**Goal**
Reproduce all of the data below word for word, leaving out the pictures.

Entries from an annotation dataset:

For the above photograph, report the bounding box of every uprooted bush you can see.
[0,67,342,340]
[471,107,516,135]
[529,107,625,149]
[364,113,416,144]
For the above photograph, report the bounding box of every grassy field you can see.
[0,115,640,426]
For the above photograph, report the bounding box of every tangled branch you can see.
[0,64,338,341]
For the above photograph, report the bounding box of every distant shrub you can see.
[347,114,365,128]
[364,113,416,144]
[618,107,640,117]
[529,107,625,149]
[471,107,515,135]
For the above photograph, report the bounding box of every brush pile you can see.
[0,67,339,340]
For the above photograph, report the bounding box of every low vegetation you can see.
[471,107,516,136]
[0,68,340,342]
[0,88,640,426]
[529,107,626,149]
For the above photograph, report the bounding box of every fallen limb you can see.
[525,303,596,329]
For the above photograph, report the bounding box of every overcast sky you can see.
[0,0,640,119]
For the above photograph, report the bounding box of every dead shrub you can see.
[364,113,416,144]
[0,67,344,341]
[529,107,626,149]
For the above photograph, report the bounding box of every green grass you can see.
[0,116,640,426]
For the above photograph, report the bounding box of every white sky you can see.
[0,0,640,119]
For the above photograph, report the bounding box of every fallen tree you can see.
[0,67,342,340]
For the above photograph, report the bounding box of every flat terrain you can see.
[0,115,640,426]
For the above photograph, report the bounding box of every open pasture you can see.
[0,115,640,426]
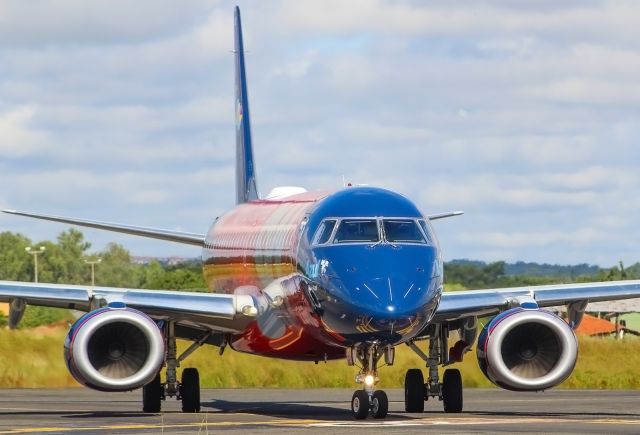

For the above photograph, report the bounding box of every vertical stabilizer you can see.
[234,6,258,204]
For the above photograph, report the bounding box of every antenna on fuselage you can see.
[234,6,260,204]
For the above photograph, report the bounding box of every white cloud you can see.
[0,106,46,157]
[0,0,640,264]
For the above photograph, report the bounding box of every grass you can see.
[0,327,640,389]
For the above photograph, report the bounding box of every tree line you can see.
[0,229,207,291]
[0,229,640,327]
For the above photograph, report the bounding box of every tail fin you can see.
[234,6,259,204]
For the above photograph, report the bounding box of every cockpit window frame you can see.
[380,217,429,245]
[311,216,436,247]
[328,217,382,245]
[312,218,340,246]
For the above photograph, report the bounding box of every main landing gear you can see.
[347,343,395,420]
[404,325,462,413]
[142,321,211,413]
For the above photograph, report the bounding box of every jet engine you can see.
[64,304,165,391]
[477,308,578,391]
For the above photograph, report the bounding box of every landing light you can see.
[364,375,376,386]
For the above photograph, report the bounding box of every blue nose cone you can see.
[316,244,441,336]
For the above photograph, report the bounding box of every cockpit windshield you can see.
[333,219,380,243]
[313,217,433,245]
[382,219,426,243]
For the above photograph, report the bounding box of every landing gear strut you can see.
[142,321,211,413]
[404,324,463,413]
[347,343,395,420]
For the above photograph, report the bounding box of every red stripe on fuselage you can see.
[203,192,344,360]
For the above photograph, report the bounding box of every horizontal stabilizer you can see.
[427,211,464,221]
[2,210,205,247]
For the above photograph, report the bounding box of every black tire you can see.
[404,369,425,412]
[180,368,200,412]
[371,390,389,418]
[142,373,162,414]
[351,390,369,420]
[442,369,462,412]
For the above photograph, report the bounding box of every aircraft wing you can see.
[0,281,258,338]
[2,210,205,246]
[434,281,640,322]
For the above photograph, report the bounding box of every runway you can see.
[0,389,640,434]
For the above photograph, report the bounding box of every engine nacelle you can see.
[64,306,165,391]
[477,308,578,391]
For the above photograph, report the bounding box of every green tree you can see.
[0,231,33,281]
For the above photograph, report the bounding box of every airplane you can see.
[0,7,640,419]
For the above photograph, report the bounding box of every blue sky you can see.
[0,0,640,266]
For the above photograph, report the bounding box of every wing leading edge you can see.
[434,280,640,322]
[2,210,205,247]
[0,281,258,332]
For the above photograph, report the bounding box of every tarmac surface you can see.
[0,388,640,434]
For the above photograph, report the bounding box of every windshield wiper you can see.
[368,239,382,249]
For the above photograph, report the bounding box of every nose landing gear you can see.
[347,344,395,420]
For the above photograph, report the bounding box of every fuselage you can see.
[203,187,442,360]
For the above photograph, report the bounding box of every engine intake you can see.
[64,307,165,391]
[477,308,578,391]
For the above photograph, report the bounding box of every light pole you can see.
[84,258,102,287]
[24,246,46,282]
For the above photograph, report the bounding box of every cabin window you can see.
[333,219,380,243]
[313,219,336,245]
[382,219,426,243]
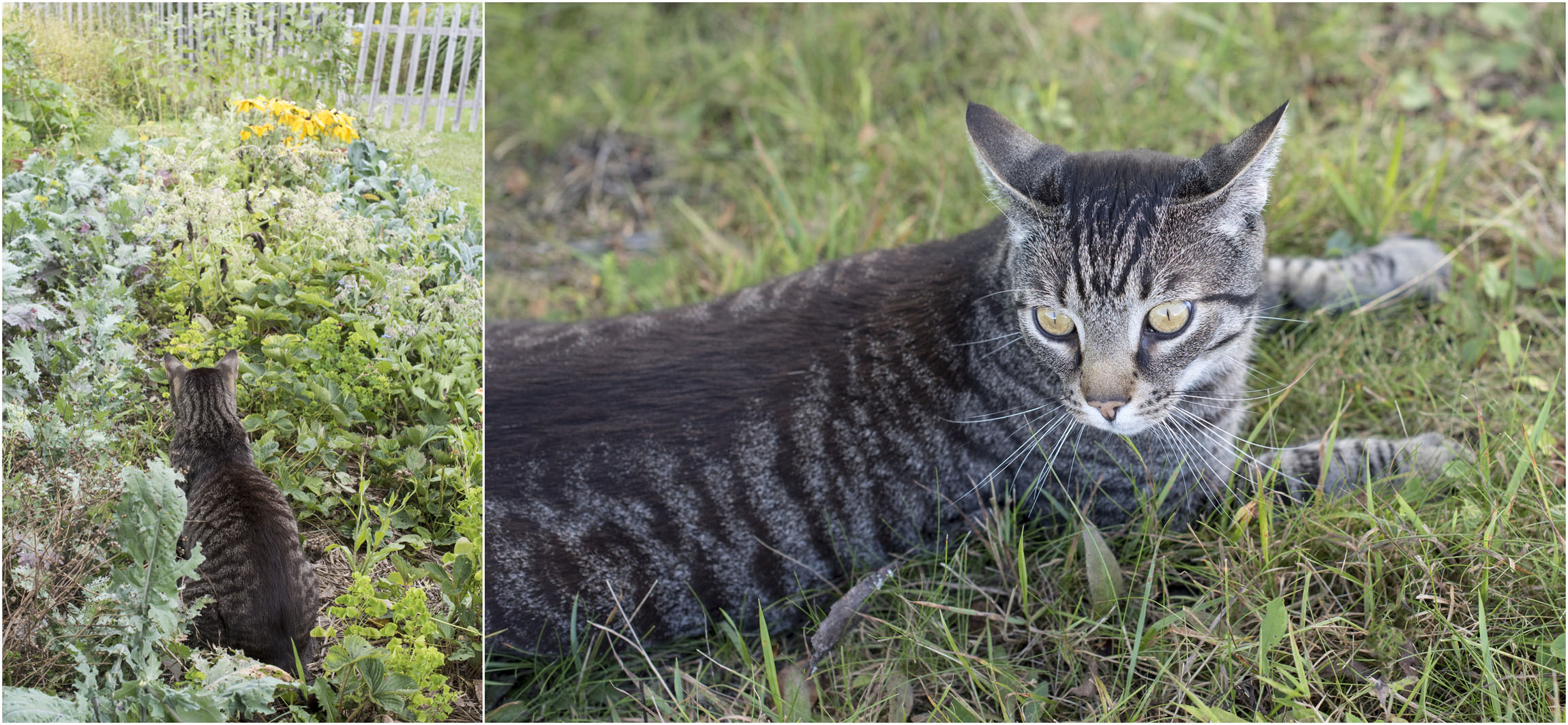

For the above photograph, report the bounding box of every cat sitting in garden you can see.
[163,351,318,672]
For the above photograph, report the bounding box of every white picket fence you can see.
[5,1,485,132]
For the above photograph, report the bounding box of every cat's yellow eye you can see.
[1035,307,1072,337]
[1149,303,1192,335]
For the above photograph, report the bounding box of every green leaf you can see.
[1498,322,1524,371]
[1258,597,1289,658]
[1083,521,1126,617]
[0,688,93,722]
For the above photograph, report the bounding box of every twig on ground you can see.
[806,562,899,677]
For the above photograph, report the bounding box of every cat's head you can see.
[163,349,240,421]
[966,104,1286,435]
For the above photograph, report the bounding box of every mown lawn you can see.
[486,5,1565,720]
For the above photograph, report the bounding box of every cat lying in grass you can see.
[486,105,1460,653]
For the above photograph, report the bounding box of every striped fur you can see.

**Exercise answer**
For the above photograph, report the bounding box of every uprooted bush you can see.
[0,67,342,340]
[471,107,516,135]
[529,107,625,149]
[364,113,416,144]
For the above photograph, report the bounding box of every grassy field you can see.
[0,115,640,426]
For the above photograph, report the bounding box of every tangled branch you can see.
[0,64,338,341]
For the above photograph, report the bounding box of every distant shrub you can see.
[347,114,365,128]
[364,113,416,144]
[618,107,640,117]
[529,107,625,149]
[471,107,515,135]
For the above photograph, report the bounding box of every brush pile you can see.
[0,67,339,340]
For the above photograph, report the bounding box of every low vegetation you can see.
[471,107,516,136]
[0,68,340,342]
[0,88,640,426]
[529,107,626,149]
For the above photograph, report the bounding box of every fallen limb you can see.
[525,303,596,329]
For the above photograph, report the bounding box of every overcast sky you can see.
[0,0,640,119]
For the above photograph, report the bounding box of every dead shrub you can see.
[364,113,416,144]
[0,67,344,341]
[529,107,626,149]
For the above photograph, report the bounding box of every green grass you can see.
[0,116,640,426]
For the above photograph, report the bounding box of every white sky you can see.
[0,0,640,119]
For the above photograph, report the bounding box of every fallen tree you can see.
[0,67,342,340]
For the above photograph, report the bounding box of every flat terrain you can see.
[0,115,640,426]
For the above photograph, report the bounding box of every open pasture you can see.
[0,115,640,426]

For the above photograph, report the bounding box of every vertical stabilizer you can see.
[234,6,258,204]
For the above photograph, report the bounding box of every antenna on fuselage you can see.
[234,6,260,204]
For the above photograph, report the bounding box of every white cloud you can see.
[0,106,46,157]
[0,0,640,264]
For the above photograph, report the bounding box of every grass you can see.
[0,327,640,389]
For the above photograph, report the bounding box of every tree line you can see.
[0,229,207,291]
[0,229,640,327]
For the above photograph, report the bounding box of every tail fin you can see.
[234,6,259,204]
For the above photograph, report the bounding box of every cockpit window frame you can see.
[380,217,429,245]
[311,216,436,247]
[328,217,382,245]
[312,218,340,246]
For the above photograph, report the bounding box of every main landing gear you can see.
[347,343,395,420]
[404,325,462,413]
[142,321,211,413]
For the above photograph, report the bounding box of every jet engine you can see.
[64,304,165,391]
[477,308,578,391]
For the above photograph, report the bounding box of every landing light you can see.
[364,375,376,386]
For the above photograph, report the bounding box of every blue nose cone you can see.
[316,244,441,336]
For the above photograph, report the bounding box of every cockpit windshield you can see.
[333,219,380,243]
[313,217,433,245]
[382,219,426,243]
For the above photograph, report the bounding box of every landing gear strut you can see.
[142,321,211,413]
[404,324,463,413]
[347,343,395,420]
For the above photograph, report the bounding box of every red stripe on fuselage you can see.
[203,192,344,360]
For the above photograph, report the bounding box of every horizontal stabilizer you can see.
[427,211,464,221]
[2,210,205,247]
For the above photograph, report the bounding box of every black tire you can see.
[404,369,425,412]
[180,368,200,412]
[371,390,389,418]
[142,373,162,414]
[351,390,369,420]
[442,369,462,412]
For the above photograph, report the bounding box of every aircraft wing you can see.
[0,281,258,338]
[2,210,205,246]
[434,281,640,322]
For the above photograph, report the bounding box of every runway you can see.
[0,389,640,434]
For the above photograph, report the bounding box of every engine nacelle you can see.
[64,306,165,391]
[477,308,578,391]
For the above photograph, report the bounding box of every green tree you can see.
[0,231,33,281]
For the above photograph, report the bounding box of every airplane you can see.
[0,7,640,419]
For the above photograph, report the bounding box of every blue sky you can see.
[0,0,640,266]
For the above photograph, report the bounding box of every wing leading edge you can see.
[434,280,640,322]
[2,210,205,247]
[0,281,258,332]
For the above photograph, report the bounding box of every tarmac surface you can see.
[0,388,640,434]
For the above photograph, report the bounding box of every windshield wiper you can see.
[368,239,382,249]
For the above photograph, report the bounding box of every nose landing gear you can see.
[347,344,395,420]
For the above photograph, report the bounding box of every fuselage you can see.
[203,187,442,360]
For the above photograph, report the bounding box of every engine intake you can see.
[64,307,165,391]
[477,308,578,391]
For the above photograph, report the bounding box of every light pole you can see.
[84,258,102,287]
[24,246,46,282]
For the above photograph, report the bounding box of every cabin window you can see.
[333,219,380,243]
[313,219,336,245]
[382,219,426,243]

For the above photograph, report the bounding box of every cat sitting in garden you can see.
[163,351,318,672]
For the above photograph, report the bounding box of every white picket fence you can see.
[5,1,485,132]
For the above photograph, report the bounding box of every cat's yellow eye you can see.
[1035,307,1072,337]
[1149,303,1192,335]
For the above photograph, report the bounding box of every green leaf you can see.
[1498,322,1524,371]
[1258,597,1289,658]
[1083,521,1126,617]
[0,688,93,722]
For the above photograph, report the bounding box of every twig on ground you can see.
[806,562,899,677]
For the above photograph, report the bounding box of every cat's head you can see.
[163,349,240,421]
[966,104,1286,435]
For the above photograph, report the bounding box of every mown lawn you can see.
[486,5,1565,720]
For the above photograph, report the bounding box of every cat lying in grass you can see.
[486,105,1460,653]
For the above photograph, report the bounding box of every striped fur you can see.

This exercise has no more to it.